*PROBLEMS AND TASKS:*
a – Please duplicate the stretch of the celebrity stalkers article below from "John Hinckley: Jodie" through "no longer dangerous.".
b – In the celebrity stalkers article below, how far did William Lepeska swim before arriving at the house?
c – Name every person the celebrity stalkers article below identifies as a stalker.

─── PAGE TEXT ───

Celeb Magazine

Madonna’s Stalker Has Escaped from a Psychiatric Facility, and the Singer is Not the Only Star to Face Harassment

Posted on the 10 February 2012 by Periscope @periscopepost
Madonna’s stalker has escaped from a psychiatric facility, and the singer is not the only star to face harassment

Madonna performs at the Super Bowl. Photo credit: Beacon Radio

A “highly psychotic” man who was convicted of stalking Madonna is on the loose after escaping from a psychiatric hospital. Robert Dewey Hoskins received a ten year prison sentence in 1996 for making threats against the singer; Madonna testified at the trial that “she feared for her life after Hoskins invaded her property several times in 1995 and gave her staff a note threatening to slit her throat”, reported The Daily Mail. Hoskins was shot and wounded by Madonna’s bodyguard after breaking into her Florida property.

Madonna is not the only celebrity to attract the wrong sort of attention. Here are seven other celebrity stalkers who have crossed the line from fan to Fatal Attraction.

John Hinckley: Jodie Foster. When Hinckley became obsessed with actress Jodie Foster after watching Taxi Driver, he first attempted to  impress her through poems and repeated phone calls. When this didn’t work, Hinckley tried another method to attract the object of his fixation: assassinating then-President Ronald Reagan. The stalker fired six bullets at the US president, wounding Reagan, a secret service agent, a police officer and a press secretary. Hinckley was found not guilty by reason of insanity at his trial in 1982 and has spent the past 30 years in a psychiatric hospital. However, The Washington Post reported that Hinckley is currently appealing to be allowed to spend more time outside the facility on the grounds that he is no longer dangerous.

Dawnette Knight: Catherine Zeta Jones. In 2004, Knight was sentenced to three years in prison for sending threatening letters to actress Catherine Zeta Jones. But Zeta Jones was not in fact the object of Knight’s obsession: Knight was infatuated with the actress’s husband, Hollywood star Michael Douglas, and at the trial appeared to imply she had enjoyed a love affair with the Fatal Attraction actor.

William Lepeska: Anna Kournikova. Tennis star Anna Kournikova’s stalker, homeless William Lepeska, apparently decided that the best way to woo the Russian sportswoman was to turn up naked and panting at her beachfront house, having swum 200 yards. He got the wrong house. Lepeska told police that he “decided to arrive naked because he was convinced that she had left her house unlocked and set out some dry clothes for him,” reported The Telegraph.

Zack Sinclair: Mel Gibson. Zack Sinclair received a three-year jail sentence for stalking actor Mel Gibson. Sinclair turned up at Gibson’s home despite a previous restraining order, later claiming he was on a mission from God to pray with the Passion of the Christ director.

─── SUPPLIED DATA ───

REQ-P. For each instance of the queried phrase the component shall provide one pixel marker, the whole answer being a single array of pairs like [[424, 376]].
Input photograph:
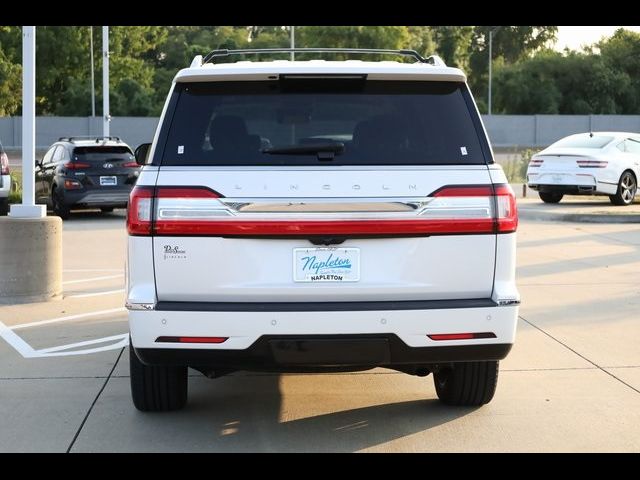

───

*LIST OF ANSWERS:*
a –
John Hinckley: Jodie Foster. When Hinckley became obsessed with actress Jodie Foster after watching Taxi Driver, he first attempted to  impress her through poems and repeated phone calls. When this didn’t work, Hinckley tried another method to attract the object of his fixation: assassinating then-President Ronald Reagan. The stalker fired six bullets at the US president, wounding Reagan, a secret service agent, a police officer and a press secretary. Hinckley was found not guilty by reason of insanity at his trial in 1982 and has spent the past 30 years in a psychiatric hospital. However, The Washington Post reported that Hinckley is currently appealing to be allowed to spend more time outside the facility on the grounds that he is no longer dangerous.

b – 200 yards

c – Robert Dewey Hoskins, John Hinckley, Dawnette Knight, William Lepeska, Zack Sinclair